== Brief ==
Exactly as written, transcribe the lines that run from the one containing "Target: concrete front step" to the end of the records below.

(Point localization data)
○ ○ ○ ○ ○ ○ ○

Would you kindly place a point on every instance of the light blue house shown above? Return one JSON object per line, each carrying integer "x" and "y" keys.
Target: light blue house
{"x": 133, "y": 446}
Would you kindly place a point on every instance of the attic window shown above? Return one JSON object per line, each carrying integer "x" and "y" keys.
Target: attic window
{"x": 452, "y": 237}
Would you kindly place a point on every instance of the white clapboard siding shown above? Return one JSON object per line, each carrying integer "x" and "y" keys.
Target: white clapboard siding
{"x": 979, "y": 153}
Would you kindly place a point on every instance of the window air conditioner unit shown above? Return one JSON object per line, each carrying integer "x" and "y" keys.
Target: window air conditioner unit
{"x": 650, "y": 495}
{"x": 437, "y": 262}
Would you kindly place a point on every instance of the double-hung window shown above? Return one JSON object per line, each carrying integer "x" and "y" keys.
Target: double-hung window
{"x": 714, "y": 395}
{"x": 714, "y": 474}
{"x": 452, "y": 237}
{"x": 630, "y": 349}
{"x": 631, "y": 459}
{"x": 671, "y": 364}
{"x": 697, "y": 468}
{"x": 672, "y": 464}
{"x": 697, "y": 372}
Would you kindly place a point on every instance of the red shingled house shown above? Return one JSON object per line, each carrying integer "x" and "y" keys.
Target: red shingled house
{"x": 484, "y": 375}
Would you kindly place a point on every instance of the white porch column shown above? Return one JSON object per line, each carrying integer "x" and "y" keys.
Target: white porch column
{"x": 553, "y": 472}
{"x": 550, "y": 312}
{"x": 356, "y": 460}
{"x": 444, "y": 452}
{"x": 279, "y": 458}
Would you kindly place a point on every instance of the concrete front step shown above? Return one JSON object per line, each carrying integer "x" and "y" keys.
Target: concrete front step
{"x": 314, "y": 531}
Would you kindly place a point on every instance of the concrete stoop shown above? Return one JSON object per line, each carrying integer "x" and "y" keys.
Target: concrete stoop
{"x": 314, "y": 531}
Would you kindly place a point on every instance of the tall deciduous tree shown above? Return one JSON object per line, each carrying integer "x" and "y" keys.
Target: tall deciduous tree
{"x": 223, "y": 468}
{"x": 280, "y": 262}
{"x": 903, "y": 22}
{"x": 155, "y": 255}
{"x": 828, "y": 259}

○ ○ ○ ○ ○ ○ ○

== Task solution ==
Target: concrete front step
{"x": 314, "y": 531}
Would you kindly place a point on every instance of the concrete stoop shown above? Return one JSON object per line, each carrying integer "x" and "y" keys.
Target: concrete stoop
{"x": 314, "y": 531}
Would you kindly place a point on every instance of the tall deciduous tree shown above? Return one JSON object per line, each carrying integer "x" and "y" keys.
Target: tall deciduous tree
{"x": 223, "y": 468}
{"x": 280, "y": 262}
{"x": 903, "y": 22}
{"x": 155, "y": 255}
{"x": 828, "y": 259}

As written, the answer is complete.